╭─ Material supplied
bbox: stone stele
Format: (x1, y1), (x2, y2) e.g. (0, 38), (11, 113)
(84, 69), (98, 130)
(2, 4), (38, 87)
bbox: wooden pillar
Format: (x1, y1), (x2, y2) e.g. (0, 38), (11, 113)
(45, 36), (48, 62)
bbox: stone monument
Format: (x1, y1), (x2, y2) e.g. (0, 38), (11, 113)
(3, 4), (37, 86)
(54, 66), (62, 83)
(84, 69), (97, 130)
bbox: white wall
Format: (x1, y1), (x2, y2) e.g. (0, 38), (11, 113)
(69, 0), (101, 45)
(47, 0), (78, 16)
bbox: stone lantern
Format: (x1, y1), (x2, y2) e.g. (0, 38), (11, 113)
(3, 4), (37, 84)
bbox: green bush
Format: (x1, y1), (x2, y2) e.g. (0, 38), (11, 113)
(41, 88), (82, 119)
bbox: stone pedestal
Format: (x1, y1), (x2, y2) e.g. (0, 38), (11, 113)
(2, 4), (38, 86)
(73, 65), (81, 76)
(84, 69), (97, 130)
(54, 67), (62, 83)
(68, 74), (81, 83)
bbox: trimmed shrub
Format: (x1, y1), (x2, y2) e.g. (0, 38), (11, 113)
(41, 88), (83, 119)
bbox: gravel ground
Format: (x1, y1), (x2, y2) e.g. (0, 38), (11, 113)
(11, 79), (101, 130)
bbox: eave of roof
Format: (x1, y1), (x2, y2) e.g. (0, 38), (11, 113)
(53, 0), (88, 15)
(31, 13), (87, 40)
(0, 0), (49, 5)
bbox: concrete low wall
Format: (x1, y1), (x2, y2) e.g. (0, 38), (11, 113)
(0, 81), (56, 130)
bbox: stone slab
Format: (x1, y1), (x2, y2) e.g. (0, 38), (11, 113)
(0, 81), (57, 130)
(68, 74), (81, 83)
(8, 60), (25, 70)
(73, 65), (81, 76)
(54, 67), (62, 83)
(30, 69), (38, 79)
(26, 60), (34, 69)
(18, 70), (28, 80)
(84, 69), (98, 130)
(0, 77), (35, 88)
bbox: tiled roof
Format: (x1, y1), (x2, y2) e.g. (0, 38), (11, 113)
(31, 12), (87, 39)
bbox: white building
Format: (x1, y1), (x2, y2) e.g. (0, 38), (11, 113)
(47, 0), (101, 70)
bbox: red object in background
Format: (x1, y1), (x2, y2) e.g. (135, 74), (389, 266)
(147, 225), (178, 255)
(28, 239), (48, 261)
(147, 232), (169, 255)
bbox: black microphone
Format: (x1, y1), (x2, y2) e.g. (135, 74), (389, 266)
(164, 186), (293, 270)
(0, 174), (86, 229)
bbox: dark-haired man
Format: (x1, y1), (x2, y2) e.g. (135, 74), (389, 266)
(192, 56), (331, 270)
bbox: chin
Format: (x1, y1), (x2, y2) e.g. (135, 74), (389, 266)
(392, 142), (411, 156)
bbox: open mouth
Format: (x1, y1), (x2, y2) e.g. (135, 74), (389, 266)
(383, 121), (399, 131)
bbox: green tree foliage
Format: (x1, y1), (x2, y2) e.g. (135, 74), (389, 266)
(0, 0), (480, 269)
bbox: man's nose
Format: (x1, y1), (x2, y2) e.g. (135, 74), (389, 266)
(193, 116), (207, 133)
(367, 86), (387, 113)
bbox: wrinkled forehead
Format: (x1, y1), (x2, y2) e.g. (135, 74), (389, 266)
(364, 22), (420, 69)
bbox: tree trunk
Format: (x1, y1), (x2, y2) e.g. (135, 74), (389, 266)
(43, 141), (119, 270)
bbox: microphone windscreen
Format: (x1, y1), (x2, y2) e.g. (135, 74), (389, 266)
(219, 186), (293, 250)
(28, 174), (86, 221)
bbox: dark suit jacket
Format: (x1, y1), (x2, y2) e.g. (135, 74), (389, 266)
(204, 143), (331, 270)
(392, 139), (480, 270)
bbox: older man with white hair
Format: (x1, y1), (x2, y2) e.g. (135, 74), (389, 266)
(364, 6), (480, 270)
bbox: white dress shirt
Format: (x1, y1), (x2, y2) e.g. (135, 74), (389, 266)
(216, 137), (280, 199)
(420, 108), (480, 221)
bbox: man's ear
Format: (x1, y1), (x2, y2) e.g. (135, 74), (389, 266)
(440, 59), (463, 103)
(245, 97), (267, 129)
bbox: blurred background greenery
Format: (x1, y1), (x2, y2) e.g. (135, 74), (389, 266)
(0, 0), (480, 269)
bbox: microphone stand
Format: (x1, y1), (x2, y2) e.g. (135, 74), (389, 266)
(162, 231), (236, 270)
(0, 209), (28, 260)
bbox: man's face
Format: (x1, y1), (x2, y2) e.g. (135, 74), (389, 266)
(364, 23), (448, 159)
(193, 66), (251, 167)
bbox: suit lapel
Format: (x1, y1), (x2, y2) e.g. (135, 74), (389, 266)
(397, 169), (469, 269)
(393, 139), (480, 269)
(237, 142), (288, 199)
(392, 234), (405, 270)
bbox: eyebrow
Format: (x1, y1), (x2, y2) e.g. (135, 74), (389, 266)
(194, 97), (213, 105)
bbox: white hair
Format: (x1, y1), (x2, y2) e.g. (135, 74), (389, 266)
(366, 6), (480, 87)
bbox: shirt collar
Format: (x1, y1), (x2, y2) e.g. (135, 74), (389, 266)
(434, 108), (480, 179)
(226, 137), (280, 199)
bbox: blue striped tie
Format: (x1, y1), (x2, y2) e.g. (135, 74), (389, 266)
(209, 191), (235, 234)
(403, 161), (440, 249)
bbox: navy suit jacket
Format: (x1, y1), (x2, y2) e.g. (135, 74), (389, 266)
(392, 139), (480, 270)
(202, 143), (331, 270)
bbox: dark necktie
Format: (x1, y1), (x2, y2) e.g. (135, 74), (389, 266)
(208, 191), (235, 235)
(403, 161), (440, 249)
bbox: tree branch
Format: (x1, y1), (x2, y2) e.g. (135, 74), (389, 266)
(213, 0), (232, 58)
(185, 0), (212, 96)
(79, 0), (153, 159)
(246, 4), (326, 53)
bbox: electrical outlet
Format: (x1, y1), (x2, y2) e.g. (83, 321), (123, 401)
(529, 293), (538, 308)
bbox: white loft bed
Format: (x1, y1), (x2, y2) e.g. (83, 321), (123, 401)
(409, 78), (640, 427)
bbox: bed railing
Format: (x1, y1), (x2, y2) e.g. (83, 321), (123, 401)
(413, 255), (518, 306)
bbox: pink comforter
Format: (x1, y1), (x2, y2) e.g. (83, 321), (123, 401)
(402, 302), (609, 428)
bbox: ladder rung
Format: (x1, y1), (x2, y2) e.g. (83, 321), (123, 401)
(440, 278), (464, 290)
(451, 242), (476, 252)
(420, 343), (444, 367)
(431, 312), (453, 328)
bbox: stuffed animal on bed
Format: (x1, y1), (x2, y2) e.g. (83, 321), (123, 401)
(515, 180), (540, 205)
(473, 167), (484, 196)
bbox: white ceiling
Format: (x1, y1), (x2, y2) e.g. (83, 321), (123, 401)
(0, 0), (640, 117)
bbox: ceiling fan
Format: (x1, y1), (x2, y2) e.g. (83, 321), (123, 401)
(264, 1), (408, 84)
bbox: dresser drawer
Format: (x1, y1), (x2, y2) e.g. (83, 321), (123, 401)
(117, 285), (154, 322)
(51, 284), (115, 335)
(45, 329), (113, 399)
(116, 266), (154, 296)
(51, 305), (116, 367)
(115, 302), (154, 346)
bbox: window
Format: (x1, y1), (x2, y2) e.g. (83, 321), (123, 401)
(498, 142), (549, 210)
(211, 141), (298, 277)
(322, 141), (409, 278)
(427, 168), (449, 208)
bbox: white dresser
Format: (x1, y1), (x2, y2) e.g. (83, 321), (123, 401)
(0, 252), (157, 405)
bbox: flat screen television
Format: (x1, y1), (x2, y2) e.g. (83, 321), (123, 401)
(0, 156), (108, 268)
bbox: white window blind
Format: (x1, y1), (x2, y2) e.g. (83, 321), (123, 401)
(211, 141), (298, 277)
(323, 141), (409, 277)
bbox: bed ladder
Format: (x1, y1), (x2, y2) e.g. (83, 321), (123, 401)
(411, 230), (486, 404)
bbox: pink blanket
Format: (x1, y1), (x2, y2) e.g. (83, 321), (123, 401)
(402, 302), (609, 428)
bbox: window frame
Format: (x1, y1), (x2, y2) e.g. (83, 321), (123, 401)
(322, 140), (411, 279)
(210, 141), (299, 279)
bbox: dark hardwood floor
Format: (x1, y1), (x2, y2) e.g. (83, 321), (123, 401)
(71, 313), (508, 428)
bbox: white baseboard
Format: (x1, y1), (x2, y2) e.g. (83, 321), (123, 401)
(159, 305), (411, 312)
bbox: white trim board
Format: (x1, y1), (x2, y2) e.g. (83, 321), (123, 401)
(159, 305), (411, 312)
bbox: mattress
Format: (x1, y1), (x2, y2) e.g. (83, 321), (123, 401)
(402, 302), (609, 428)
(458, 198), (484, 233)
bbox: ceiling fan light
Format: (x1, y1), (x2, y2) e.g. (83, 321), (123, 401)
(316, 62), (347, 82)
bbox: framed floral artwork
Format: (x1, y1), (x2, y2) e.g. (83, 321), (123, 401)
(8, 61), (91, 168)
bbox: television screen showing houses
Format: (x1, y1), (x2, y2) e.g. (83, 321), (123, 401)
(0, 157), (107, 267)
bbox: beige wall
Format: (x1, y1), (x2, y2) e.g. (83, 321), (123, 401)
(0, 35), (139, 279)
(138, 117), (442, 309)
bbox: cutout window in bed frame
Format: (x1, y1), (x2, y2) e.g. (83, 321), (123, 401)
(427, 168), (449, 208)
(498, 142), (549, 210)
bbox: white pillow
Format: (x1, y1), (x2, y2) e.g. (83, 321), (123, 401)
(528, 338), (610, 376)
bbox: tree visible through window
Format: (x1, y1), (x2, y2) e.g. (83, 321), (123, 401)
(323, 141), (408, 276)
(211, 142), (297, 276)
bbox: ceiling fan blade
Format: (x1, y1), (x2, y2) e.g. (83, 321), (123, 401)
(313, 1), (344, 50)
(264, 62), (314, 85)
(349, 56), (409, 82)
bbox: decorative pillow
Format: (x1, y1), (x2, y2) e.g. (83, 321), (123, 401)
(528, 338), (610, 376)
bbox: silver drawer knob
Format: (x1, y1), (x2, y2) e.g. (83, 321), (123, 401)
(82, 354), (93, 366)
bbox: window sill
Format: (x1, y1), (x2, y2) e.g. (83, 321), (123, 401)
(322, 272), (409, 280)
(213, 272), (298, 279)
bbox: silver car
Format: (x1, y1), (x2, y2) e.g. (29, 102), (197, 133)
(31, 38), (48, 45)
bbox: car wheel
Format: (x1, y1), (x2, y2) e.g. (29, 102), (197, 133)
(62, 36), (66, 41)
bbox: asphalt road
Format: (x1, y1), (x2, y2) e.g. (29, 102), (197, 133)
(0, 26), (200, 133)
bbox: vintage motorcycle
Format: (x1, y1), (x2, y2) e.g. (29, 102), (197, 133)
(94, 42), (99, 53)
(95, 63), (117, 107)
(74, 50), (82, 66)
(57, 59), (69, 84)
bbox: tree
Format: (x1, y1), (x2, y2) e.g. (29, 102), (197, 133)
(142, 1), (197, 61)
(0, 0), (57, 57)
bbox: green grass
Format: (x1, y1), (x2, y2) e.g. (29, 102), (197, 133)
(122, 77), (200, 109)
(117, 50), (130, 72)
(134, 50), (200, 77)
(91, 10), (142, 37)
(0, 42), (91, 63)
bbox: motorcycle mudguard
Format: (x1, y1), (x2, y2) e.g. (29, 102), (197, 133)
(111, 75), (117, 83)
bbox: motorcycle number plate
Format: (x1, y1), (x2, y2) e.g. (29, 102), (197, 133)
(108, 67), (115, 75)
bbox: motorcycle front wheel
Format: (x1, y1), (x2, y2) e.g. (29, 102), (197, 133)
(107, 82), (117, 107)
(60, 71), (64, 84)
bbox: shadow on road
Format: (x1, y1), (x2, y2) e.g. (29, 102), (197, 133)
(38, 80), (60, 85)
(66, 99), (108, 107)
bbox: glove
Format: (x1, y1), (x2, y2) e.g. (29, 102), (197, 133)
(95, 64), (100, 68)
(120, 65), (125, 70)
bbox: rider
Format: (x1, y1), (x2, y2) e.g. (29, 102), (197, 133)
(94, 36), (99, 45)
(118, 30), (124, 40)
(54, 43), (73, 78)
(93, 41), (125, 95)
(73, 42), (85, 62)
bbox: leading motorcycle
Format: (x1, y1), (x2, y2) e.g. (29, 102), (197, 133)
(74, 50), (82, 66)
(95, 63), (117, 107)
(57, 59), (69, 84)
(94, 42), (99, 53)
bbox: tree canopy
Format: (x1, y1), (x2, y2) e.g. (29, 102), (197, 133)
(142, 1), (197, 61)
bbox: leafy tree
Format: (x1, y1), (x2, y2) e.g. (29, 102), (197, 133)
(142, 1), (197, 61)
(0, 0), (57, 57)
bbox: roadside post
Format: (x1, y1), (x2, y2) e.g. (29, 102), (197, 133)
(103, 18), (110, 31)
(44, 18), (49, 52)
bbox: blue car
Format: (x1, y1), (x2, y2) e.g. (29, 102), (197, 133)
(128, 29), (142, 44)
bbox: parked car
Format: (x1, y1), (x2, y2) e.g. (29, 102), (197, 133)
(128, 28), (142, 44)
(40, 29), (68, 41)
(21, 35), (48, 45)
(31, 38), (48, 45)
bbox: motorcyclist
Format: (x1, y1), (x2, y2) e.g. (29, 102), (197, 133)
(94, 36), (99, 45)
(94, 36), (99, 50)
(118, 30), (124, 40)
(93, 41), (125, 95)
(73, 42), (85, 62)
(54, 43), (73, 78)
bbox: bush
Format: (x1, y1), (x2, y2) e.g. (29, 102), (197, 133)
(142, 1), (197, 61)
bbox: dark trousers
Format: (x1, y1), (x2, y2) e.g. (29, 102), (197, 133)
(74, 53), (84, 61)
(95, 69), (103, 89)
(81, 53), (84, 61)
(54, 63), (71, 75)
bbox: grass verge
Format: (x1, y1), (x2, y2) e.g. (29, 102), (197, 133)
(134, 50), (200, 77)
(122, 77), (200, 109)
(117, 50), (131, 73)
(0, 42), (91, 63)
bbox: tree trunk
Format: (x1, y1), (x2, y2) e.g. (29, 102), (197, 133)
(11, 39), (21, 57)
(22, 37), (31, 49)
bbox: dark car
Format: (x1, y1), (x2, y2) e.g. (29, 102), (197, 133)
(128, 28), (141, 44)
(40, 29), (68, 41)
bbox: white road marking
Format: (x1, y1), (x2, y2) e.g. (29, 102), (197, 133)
╰─
Copy out the records above unchanged. Begin with the line containing "bbox: white pillow", continue through the line containing "(82, 354), (93, 366)", and include nothing else.

Result -
bbox: white pillow
Format: (x1, y1), (x2, y2) e.g. (83, 321), (123, 401)
(528, 338), (610, 376)
bbox: tree visible through window
Format: (x1, y1), (x2, y2) e.g. (83, 321), (123, 401)
(323, 141), (408, 276)
(211, 142), (297, 276)
bbox: ceiling fan blade
Format: (x1, y1), (x2, y2) e.g. (83, 321), (123, 401)
(313, 1), (344, 50)
(264, 62), (314, 85)
(349, 56), (409, 82)
bbox: decorative pillow
Format: (x1, y1), (x2, y2) e.g. (83, 321), (123, 401)
(528, 338), (610, 376)
bbox: silver drawer knob
Format: (x1, y1), (x2, y2) e.g. (83, 321), (123, 401)
(82, 354), (93, 366)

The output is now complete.